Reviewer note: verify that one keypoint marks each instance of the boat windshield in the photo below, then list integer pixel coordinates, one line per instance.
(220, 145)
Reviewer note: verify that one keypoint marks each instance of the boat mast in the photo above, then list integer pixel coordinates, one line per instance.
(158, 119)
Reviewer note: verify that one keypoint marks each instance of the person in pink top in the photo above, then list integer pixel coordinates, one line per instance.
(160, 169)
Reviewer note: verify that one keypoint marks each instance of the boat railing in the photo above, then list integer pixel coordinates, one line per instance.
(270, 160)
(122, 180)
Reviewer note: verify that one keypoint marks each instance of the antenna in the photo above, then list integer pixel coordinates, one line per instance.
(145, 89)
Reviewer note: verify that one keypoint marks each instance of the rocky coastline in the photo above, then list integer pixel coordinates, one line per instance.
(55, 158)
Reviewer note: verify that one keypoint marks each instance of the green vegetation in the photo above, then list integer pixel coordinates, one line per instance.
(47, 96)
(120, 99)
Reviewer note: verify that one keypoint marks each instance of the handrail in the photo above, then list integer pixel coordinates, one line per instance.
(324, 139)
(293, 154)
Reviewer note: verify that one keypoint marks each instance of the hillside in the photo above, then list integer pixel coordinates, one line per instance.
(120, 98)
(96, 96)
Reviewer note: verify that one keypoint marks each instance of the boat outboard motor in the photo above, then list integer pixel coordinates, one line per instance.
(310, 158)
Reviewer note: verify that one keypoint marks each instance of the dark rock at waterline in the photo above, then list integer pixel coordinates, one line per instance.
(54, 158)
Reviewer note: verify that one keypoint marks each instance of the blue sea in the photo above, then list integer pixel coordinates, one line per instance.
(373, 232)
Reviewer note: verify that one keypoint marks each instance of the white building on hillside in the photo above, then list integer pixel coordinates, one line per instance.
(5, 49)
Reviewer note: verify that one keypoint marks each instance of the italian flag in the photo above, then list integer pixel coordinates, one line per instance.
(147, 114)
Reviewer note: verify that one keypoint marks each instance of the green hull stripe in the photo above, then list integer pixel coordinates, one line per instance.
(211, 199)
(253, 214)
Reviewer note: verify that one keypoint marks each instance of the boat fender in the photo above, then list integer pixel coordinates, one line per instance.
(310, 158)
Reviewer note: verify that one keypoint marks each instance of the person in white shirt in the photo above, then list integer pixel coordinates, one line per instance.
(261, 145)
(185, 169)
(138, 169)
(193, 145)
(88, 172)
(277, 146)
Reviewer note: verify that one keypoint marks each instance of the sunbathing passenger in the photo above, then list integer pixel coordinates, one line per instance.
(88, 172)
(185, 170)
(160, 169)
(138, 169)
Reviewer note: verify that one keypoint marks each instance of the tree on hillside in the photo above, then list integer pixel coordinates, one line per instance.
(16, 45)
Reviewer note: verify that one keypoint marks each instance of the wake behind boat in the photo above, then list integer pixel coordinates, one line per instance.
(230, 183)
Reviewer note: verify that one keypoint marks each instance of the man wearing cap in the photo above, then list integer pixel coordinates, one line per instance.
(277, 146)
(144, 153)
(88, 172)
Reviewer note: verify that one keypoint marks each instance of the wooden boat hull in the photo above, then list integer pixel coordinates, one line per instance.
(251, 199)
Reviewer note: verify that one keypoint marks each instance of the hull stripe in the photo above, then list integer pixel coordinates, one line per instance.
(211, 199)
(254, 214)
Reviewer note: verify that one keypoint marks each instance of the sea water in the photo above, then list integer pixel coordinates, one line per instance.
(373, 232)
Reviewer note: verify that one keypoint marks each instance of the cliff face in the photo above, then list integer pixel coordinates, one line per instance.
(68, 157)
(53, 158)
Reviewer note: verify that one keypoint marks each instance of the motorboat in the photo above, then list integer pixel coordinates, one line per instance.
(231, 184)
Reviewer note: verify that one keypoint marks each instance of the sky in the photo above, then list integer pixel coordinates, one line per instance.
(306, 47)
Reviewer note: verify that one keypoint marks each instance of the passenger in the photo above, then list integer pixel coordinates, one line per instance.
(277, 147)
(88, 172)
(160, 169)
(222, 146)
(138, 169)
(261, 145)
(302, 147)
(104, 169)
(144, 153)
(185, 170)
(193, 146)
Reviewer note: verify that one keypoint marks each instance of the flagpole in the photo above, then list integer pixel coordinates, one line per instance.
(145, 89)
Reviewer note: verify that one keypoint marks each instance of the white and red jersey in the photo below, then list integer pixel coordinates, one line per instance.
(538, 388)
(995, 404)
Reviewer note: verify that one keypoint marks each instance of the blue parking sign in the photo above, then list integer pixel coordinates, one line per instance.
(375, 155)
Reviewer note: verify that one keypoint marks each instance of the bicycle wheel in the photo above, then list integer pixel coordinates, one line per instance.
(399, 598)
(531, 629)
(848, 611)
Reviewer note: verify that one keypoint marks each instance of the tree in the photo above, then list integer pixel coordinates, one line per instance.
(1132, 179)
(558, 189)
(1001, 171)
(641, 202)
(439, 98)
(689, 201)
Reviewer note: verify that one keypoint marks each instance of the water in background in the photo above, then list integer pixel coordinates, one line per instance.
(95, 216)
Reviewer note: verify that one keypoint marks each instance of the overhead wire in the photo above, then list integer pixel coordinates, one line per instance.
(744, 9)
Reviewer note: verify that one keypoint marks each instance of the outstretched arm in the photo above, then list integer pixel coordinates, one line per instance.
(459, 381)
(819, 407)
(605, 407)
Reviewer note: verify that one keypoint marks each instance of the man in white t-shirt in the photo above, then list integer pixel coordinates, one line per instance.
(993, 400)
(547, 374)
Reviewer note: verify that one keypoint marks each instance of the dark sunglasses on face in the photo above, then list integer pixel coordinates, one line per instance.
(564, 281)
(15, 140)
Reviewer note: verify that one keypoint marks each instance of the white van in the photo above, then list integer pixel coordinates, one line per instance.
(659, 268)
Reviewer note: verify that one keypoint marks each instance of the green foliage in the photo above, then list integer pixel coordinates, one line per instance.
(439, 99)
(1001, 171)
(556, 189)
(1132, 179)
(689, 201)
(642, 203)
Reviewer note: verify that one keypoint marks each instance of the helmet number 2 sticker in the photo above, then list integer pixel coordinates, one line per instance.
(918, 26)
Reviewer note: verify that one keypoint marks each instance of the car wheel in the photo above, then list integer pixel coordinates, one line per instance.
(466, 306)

▶ GIVEN REQUEST: Take the line holding "the green foliage" and all lines after it through the end of the data, and set them down exactly.

▶ SOLUTION FOR THIS TASK:
Reviewer note: verify that one keypoint marks each instance of the green foliage in the photo above, then list integer pixel coordinates, one line per instance.
(439, 99)
(1001, 171)
(556, 189)
(1132, 179)
(689, 201)
(642, 203)
Reviewer note: verify that one keypoint marks each instance of the helmet number 2 sticker in the photo above, then list integer pixel coordinates, one line per instance.
(918, 26)
Reviewer note: verify that one keypoint marks each instance of the car wheel in the photo above, then list integer pixel coordinates, one line per instance.
(466, 306)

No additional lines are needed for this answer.